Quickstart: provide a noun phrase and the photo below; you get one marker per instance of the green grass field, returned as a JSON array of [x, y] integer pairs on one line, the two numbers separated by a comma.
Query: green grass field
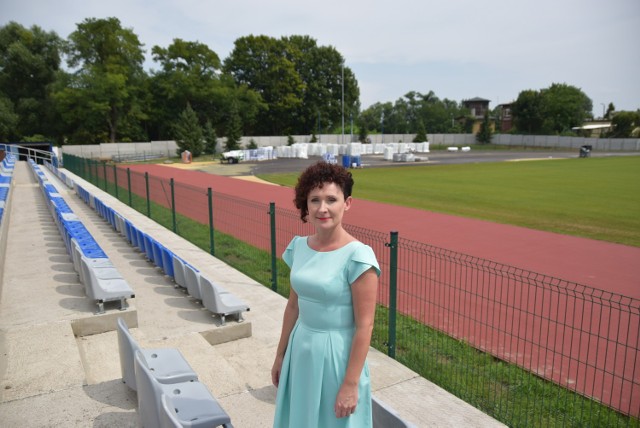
[[597, 198]]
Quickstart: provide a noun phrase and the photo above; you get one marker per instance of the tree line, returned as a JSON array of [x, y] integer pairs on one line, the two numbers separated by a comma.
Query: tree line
[[266, 86]]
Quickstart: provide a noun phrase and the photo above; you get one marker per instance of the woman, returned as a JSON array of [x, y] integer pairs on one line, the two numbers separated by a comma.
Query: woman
[[320, 366]]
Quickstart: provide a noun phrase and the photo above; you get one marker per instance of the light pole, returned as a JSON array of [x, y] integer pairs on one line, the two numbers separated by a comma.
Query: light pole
[[342, 101]]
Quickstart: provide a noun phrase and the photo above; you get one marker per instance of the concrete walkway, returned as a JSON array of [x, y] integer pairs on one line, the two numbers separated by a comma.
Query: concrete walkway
[[59, 363]]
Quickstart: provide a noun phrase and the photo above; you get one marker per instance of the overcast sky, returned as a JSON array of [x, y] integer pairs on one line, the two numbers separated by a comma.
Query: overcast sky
[[458, 49]]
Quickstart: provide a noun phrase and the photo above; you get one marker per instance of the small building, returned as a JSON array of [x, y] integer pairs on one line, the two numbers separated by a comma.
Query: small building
[[478, 108], [506, 117], [593, 129]]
• • •
Objective — Rewrite the lines from the one containing "of the small" through the last line, requests included, and shift every coordinate in the answers by adding 22 to it.

Output for this exercise —
Quickstart: provide a noun phrase and the photo above; you get one marker per instance of the small building, returned as a JSON array of [x, y] integer pairs on one line, the two numbers separated by a comma.
Query: small building
[[500, 130], [528, 139], [615, 151]]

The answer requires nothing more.